- _Stated goal_
Repeat every line of the records below without any changes.

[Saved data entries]
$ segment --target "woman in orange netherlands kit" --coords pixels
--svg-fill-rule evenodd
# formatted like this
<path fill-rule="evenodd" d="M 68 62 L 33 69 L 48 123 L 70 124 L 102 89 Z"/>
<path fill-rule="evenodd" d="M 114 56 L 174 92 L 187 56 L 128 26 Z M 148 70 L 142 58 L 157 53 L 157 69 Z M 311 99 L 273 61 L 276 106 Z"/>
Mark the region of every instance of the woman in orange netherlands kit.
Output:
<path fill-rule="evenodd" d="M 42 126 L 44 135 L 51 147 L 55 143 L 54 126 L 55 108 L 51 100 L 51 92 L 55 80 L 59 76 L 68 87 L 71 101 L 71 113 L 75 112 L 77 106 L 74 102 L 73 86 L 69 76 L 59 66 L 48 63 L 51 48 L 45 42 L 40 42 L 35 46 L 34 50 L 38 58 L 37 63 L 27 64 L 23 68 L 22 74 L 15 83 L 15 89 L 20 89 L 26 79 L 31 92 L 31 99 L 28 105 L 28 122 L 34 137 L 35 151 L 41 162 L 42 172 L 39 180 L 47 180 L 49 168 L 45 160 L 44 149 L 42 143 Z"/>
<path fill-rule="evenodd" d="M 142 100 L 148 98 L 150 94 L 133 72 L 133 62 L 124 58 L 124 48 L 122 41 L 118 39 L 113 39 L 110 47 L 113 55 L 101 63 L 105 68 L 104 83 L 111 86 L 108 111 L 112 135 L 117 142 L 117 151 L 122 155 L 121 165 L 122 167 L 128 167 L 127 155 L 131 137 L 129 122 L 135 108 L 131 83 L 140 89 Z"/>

- _Output of the exercise_
$ segment --target "woman in orange netherlands kit" --coords pixels
--svg-fill-rule evenodd
# formatted like this
<path fill-rule="evenodd" d="M 68 62 L 33 69 L 48 123 L 70 124 L 102 89 Z"/>
<path fill-rule="evenodd" d="M 114 56 L 174 92 L 187 56 L 128 26 Z M 148 70 L 142 58 L 157 53 L 157 69 Z M 311 99 L 273 61 L 276 106 Z"/>
Mark the region of every instance of the woman in orange netherlands kit.
Output:
<path fill-rule="evenodd" d="M 42 126 L 44 135 L 51 147 L 55 143 L 54 126 L 55 108 L 51 100 L 51 92 L 55 80 L 59 76 L 68 87 L 71 101 L 71 113 L 75 112 L 77 106 L 74 102 L 73 86 L 69 76 L 59 66 L 48 63 L 51 48 L 45 42 L 40 42 L 35 46 L 34 50 L 38 58 L 37 63 L 27 64 L 23 68 L 22 74 L 15 83 L 15 89 L 20 89 L 26 79 L 31 92 L 31 99 L 28 105 L 28 122 L 34 137 L 35 151 L 41 162 L 42 172 L 39 180 L 47 180 L 49 168 L 45 160 L 44 149 L 42 143 Z"/>
<path fill-rule="evenodd" d="M 142 100 L 148 98 L 150 94 L 133 72 L 133 62 L 124 58 L 124 48 L 122 41 L 118 39 L 113 39 L 110 47 L 113 55 L 101 63 L 105 68 L 104 83 L 111 86 L 108 111 L 112 135 L 117 142 L 117 151 L 122 155 L 121 165 L 122 167 L 128 167 L 127 155 L 131 137 L 129 122 L 135 108 L 131 83 L 140 89 Z"/>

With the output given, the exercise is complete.